======== Selection ========

RULES AND REGULATIONS

 

1.             The access roads, fire lanes, sidewalks, lobbies, halls and passages shall not be obstructed by any of the tenants, tenants’ visitors, customers or business vendors, nor used by them for any other purpose than for ingress and egress to and from their respective offices, nor shall they be used as a waiting or lounging place for tenants’ employees or those having business with tenants.  The mechanical and electrical rooms, halls, passages and roofs are not for the use of the general public, and Landlord retains in all cases the right to control and prevent access to any part of the Building of all persons whose presence, in the judgment of Landlord or Landlord’s employees or property manager, may be prejudicial to the safety, character, reputation or interests of the Building and its tenants.  In case of invasion, mob, riot, public excitement or other commotion, Landlord reserves the right to prevent access to the Building during the continuance of same by closing the door or otherwise, for the safety of tenants and the protection of property in the Building.  During other than business hours, access to the Building may also be refused, unless the person seeking admission is identified, and the production of a key to the Premises may in addition be required.  Landlord shall in no case be liable in damages for the admission or exclusion of any person from the Building.  No Tenant or its employees or invitees shall go upon the roof of the Building without the express consent of Landlord.

======== Provided information ========

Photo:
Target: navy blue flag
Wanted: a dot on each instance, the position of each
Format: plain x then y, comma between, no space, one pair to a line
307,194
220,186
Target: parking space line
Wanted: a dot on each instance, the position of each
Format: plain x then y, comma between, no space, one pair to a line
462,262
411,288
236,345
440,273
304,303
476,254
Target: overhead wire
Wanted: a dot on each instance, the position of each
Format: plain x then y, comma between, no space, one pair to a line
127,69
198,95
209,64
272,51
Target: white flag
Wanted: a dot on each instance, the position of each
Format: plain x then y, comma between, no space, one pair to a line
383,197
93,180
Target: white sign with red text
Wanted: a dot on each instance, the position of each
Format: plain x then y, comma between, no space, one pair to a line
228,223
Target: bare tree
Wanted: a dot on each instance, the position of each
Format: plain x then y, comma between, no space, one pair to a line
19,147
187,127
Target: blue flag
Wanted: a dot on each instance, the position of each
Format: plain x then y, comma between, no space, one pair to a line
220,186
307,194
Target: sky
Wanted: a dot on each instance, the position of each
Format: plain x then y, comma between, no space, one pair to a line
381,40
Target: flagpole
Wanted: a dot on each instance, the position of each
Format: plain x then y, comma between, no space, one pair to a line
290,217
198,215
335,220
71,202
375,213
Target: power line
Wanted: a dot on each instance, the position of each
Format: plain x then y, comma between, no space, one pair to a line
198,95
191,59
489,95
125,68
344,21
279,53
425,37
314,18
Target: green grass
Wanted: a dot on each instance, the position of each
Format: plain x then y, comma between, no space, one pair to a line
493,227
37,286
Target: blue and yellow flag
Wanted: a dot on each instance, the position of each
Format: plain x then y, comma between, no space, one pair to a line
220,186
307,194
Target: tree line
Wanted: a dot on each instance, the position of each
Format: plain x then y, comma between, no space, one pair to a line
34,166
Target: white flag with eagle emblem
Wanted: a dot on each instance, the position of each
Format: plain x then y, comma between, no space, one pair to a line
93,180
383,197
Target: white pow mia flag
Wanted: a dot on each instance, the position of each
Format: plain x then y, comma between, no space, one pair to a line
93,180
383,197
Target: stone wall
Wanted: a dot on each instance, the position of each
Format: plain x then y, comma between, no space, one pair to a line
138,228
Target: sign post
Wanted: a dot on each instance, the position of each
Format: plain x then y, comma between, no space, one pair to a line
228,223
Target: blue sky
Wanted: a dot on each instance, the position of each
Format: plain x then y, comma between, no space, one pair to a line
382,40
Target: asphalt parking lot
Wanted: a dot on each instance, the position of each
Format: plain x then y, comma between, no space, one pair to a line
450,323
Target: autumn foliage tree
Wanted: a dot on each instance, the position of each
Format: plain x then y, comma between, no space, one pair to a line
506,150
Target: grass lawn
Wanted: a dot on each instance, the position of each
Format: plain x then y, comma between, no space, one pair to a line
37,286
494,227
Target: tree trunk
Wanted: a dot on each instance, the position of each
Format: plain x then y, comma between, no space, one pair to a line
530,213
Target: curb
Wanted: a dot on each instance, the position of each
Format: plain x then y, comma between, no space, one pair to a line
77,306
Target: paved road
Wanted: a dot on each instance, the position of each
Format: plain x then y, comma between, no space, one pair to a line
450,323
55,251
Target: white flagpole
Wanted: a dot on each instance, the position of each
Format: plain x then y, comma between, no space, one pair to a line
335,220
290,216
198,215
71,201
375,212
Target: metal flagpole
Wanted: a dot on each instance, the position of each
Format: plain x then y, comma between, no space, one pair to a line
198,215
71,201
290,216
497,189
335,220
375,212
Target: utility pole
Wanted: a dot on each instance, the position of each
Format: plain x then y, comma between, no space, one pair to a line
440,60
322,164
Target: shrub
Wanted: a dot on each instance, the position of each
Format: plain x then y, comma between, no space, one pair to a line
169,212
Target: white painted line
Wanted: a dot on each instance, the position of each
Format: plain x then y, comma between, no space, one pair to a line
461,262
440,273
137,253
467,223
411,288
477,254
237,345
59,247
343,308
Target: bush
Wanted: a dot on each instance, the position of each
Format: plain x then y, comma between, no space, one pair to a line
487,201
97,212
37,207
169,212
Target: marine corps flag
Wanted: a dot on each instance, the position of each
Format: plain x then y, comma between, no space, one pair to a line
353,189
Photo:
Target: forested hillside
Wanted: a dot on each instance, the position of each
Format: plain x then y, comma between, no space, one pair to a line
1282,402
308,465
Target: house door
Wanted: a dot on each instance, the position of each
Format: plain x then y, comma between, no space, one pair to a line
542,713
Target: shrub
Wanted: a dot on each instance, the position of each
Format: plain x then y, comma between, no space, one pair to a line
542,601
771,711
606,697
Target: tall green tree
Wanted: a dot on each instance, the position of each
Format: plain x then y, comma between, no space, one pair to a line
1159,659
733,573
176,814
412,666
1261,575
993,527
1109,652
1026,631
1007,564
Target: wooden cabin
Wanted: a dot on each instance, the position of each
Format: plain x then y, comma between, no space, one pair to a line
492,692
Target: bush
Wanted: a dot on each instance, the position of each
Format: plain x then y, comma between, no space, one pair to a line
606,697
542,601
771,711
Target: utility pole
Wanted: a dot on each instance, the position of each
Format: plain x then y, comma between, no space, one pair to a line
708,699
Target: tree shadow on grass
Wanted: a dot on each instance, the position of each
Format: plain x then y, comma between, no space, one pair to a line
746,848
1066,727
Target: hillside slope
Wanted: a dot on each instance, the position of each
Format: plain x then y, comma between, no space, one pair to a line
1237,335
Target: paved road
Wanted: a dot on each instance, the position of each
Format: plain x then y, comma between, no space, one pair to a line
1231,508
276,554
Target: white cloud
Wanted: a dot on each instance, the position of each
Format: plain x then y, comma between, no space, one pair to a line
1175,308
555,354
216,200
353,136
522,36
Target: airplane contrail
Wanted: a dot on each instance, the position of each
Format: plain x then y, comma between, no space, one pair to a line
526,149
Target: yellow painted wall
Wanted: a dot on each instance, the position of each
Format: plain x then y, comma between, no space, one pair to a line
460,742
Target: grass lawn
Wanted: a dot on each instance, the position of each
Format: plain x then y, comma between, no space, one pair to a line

========

Challenge ->
Retype the building rules in full, word for word. Rely only on the building rules; ignore the listing.

Solution ->
RULES AND REGULATIONS

 

1.             The access roads, fire lanes, sidewalks, lobbies, halls and passages shall not be obstructed by any of the tenants, tenants’ visitors, customers or business vendors, nor used by them for any other purpose than for ingress and egress to and from their respective offices, nor shall they be used as a waiting or lounging place for tenants’ employees or those having business with tenants.  The mechanical and electrical rooms, halls, passages and roofs are not for the use of the general public, and Landlord retains in all cases the right to control and prevent access to any part of the Building of all persons whose presence, in the judgment of Landlord or Landlord’s employees or property manager, may be prejudicial to the safety, character, reputation or interests of the Building and its tenants.  In case of invasion, mob, riot, public excitement or other commotion, Landlord reserves the right to prevent access to the Building during the continuance of same by closing the door or otherwise, for the safety of tenants and the protection of property in the Building.  During other than business hours, access to the Building may also be refused, unless the person seeking admission is identified, and the production of a key to the Premises may in addition be required.  Landlord shall in no case be liable in damages for the admission or exclusion of any person from the Building.  No Tenant or its employees or invitees shall go upon the roof of the Building without the express consent of Landlord.